## WHAT YOU NEED TO DO
Using the article about Pullinger's work in Kowloon Walled City, answer these:
(a) Where did Pullinger come from?
(b) How old was Chan when he finished his primary education?
(c) In what year did Chasing the Dragon come out?

## SOURCE EXTRACT
>>

The Christian from Croydon, south London, first worked as a primary school teacher in the squalid and lawless Kowloon Walled City. Her attention soon turned to the problems faced by those living in the crumbling settlement, however, and she later set up the St Stephen’s charity.
Pullinger opened a youth centre in the notorious Kowloon Walled City.

“Churches tend to look after the nice people. I do my work with the nasty ones, like addicts and prostitutes who feel despised and excluded,” she told the Post in January 1983. “They won’t go near churches, so I make it my job to find them.”

The golden jubilee of Pullinger’s arrival in Hong Kong, and the good deeds she has done, were recently celebrated at the Vine Centre in Wan Chai, and a three-day public worship begins at 6pm on Friday at Kowloon Walled City Park.

Tributes for American missionary who helped Hong Kong drug addicts

One of the many people she has helped is Winson Chan Wing-shun, an affable 65-year-old who checks in visitors at the society’s Shing Mun Springs compound on a Sha Tin hillside, which has four dormitories, a gym and swimming pool.

It’s a far cry from his childhood experience. Chan grew up in the Kowloon Walled City, where his father was a triad member and opium addict. With his family unable to pay tuition fees, Chan didn’t finish his primary education until he was 17.

“At school I was already stealing things. At night we’d go to construction sites – they weren’t cordoned off in those days – and we’d steal metal things to sell,” he recalls. “Eventually I joined the triads and we’d either steal or fight.
A young Pullinger (centre) chats with at-risk youths in Kowloon Walled City in 1966.

“We’d hang out with the senior members in opium dens, watching them smoke. We were curious and started taking the odd puff. After a while you couldn’t stop yourself and were addicted.”

In 1970, Chan met Pullinger, who had set up a youth centre in Kowloon Walled City where teenagers played table tennis and enjoyed free snacks.

“We wondered what she was doing in a place that was so filthy and chaotic. Was she a police informer?” Chan says. When he and fellow triad members realised she was just trying to improve their lives, he offered support.

Chan decided to turn to Christianity, and Pullinger helped him kick his drug habit through prayer. Once clean, he learned English and got a hotel job, starting as a bell boy and eventually becoming a concierge.

His story is chronicled in Pullinger’s 1980 bestseller Chasing the Dragon, which has been translated into several languages. Nine years later, she released Crack in the Wall: the Life and Death of Kowloon Walled City, a photographic account of her work there.

<<

## DATA EXTRACT

>>

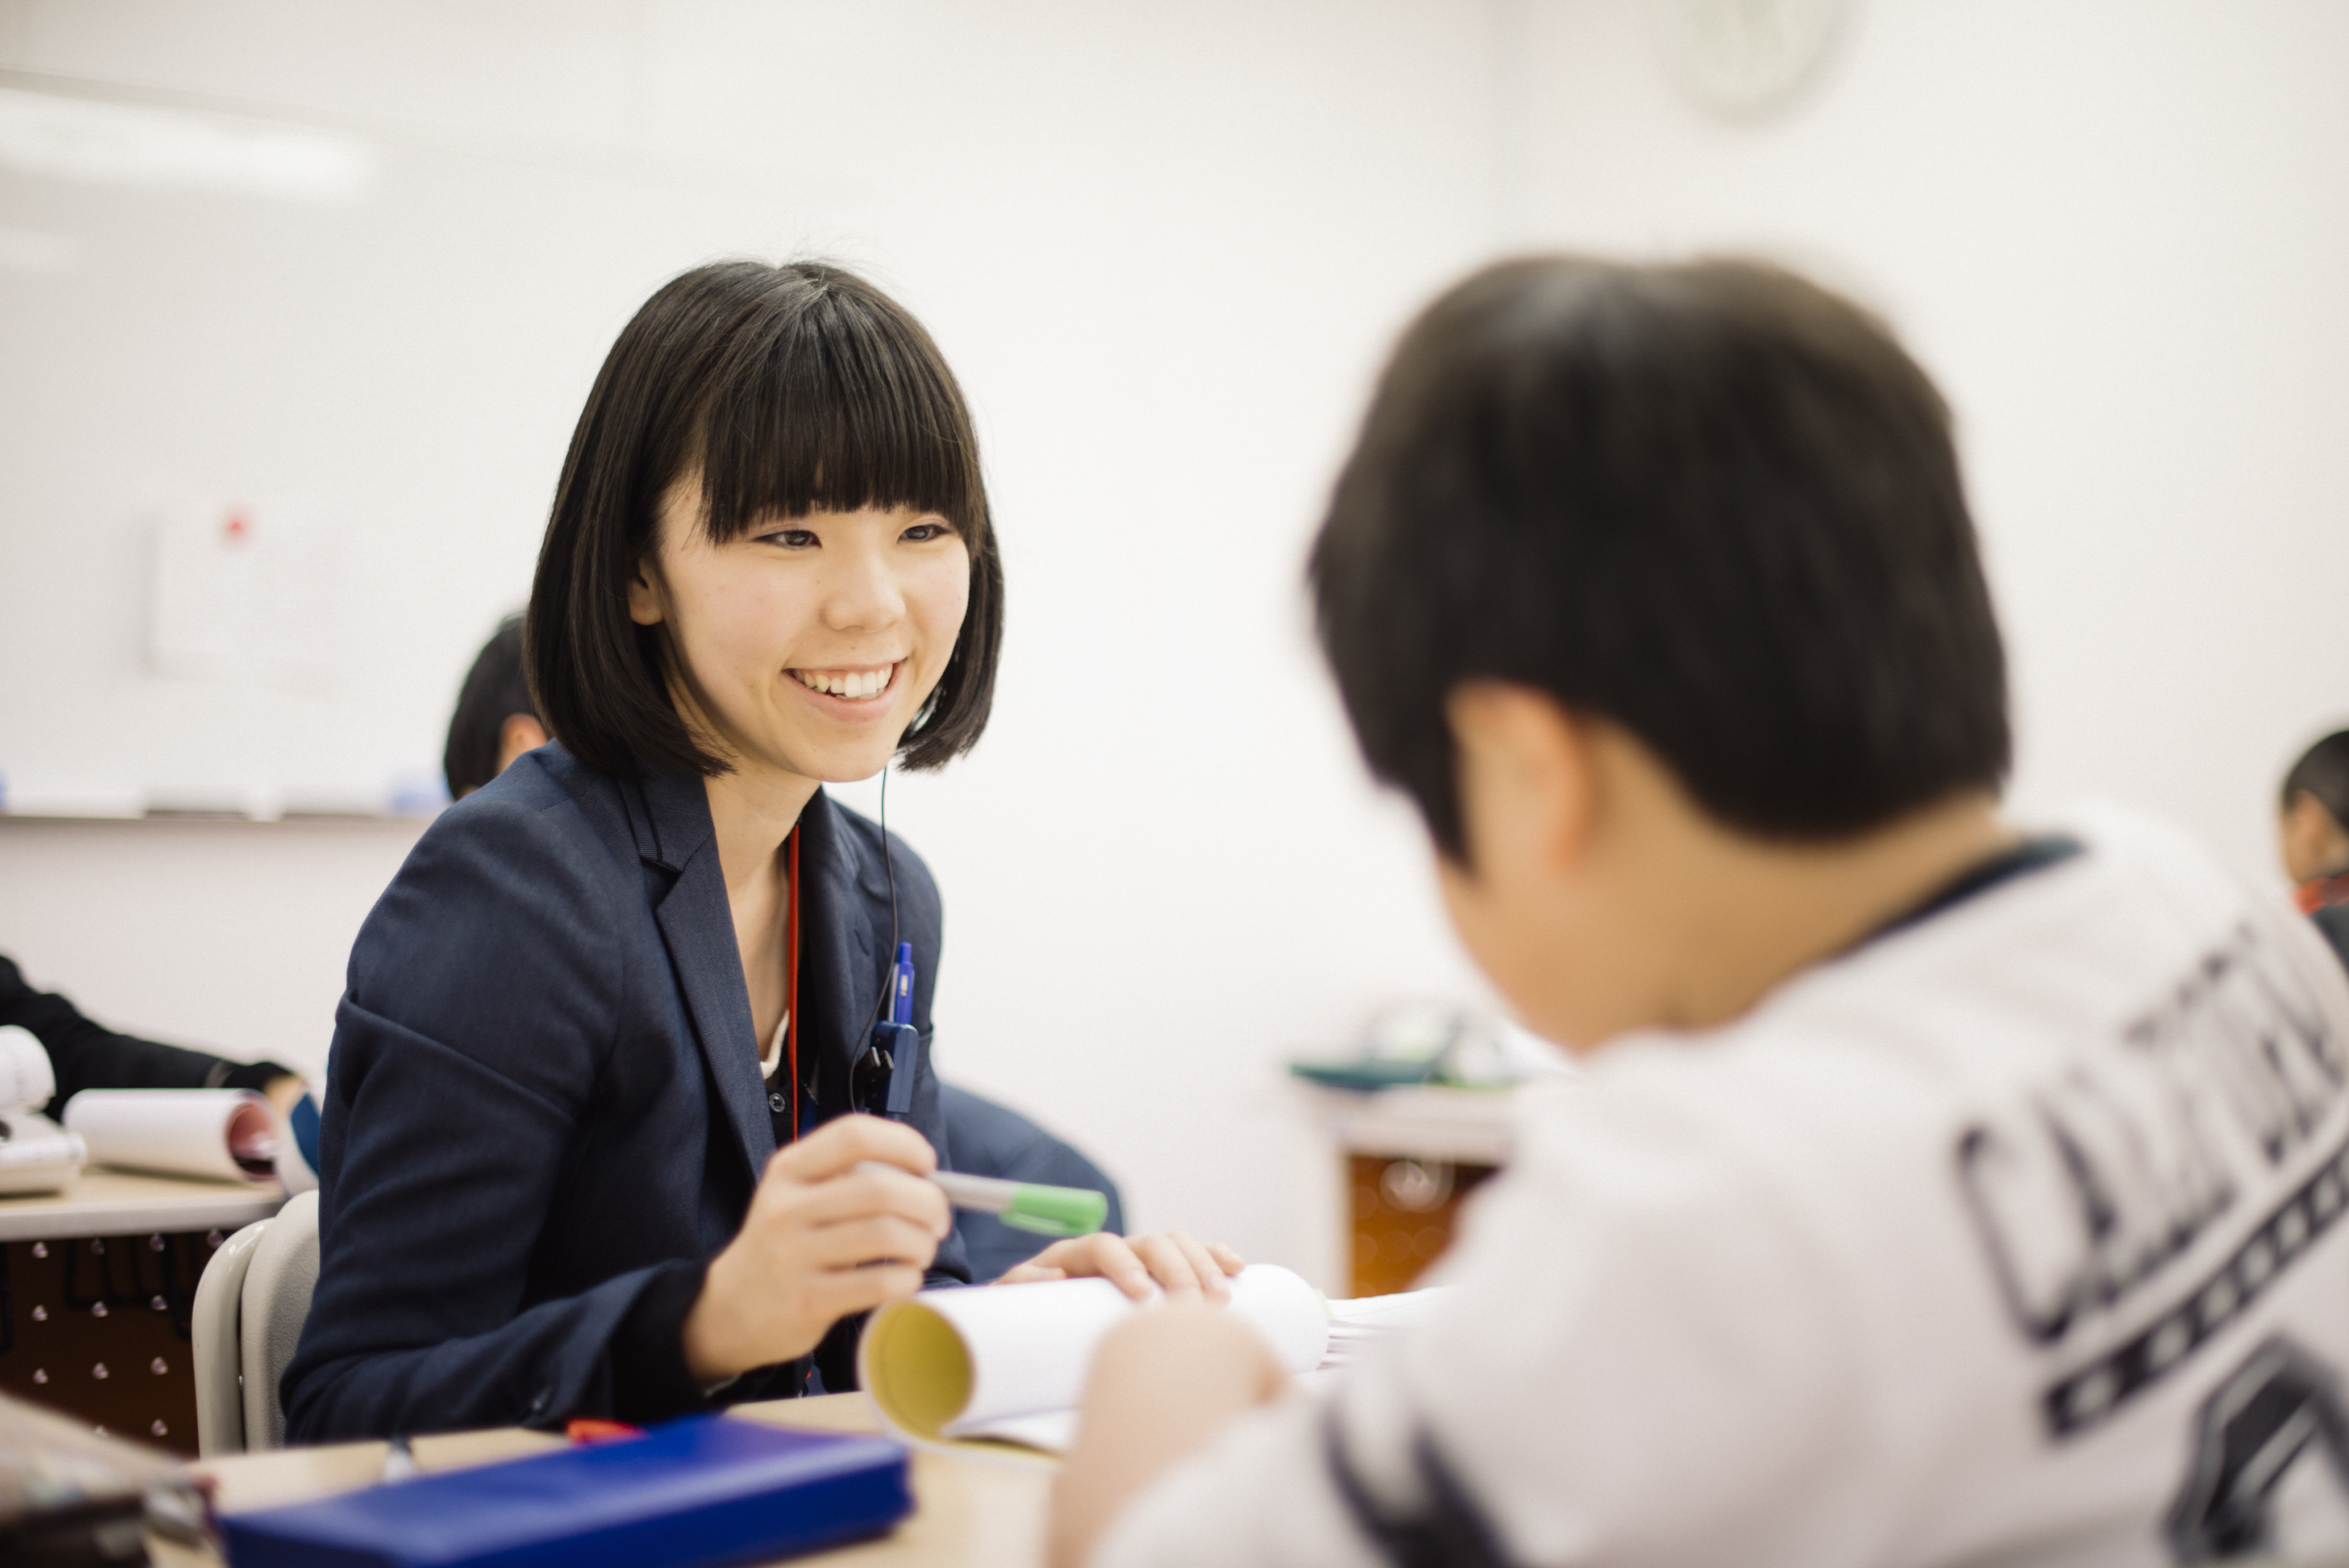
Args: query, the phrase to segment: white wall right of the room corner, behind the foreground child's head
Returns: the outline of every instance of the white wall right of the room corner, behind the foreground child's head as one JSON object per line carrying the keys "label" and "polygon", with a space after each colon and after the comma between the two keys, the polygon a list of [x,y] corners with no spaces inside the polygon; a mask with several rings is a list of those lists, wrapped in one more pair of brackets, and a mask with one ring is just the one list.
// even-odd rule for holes
{"label": "white wall right of the room corner, behind the foreground child's head", "polygon": [[1957,404],[2022,804],[2114,795],[2271,870],[2349,722],[2349,9],[1879,0],[1729,125],[1633,0],[1532,0],[1517,244],[1759,249],[1867,296]]}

<<

## RESPONSE TO THIS TASK
(a) Croydon, south London
(b) 17
(c) 1980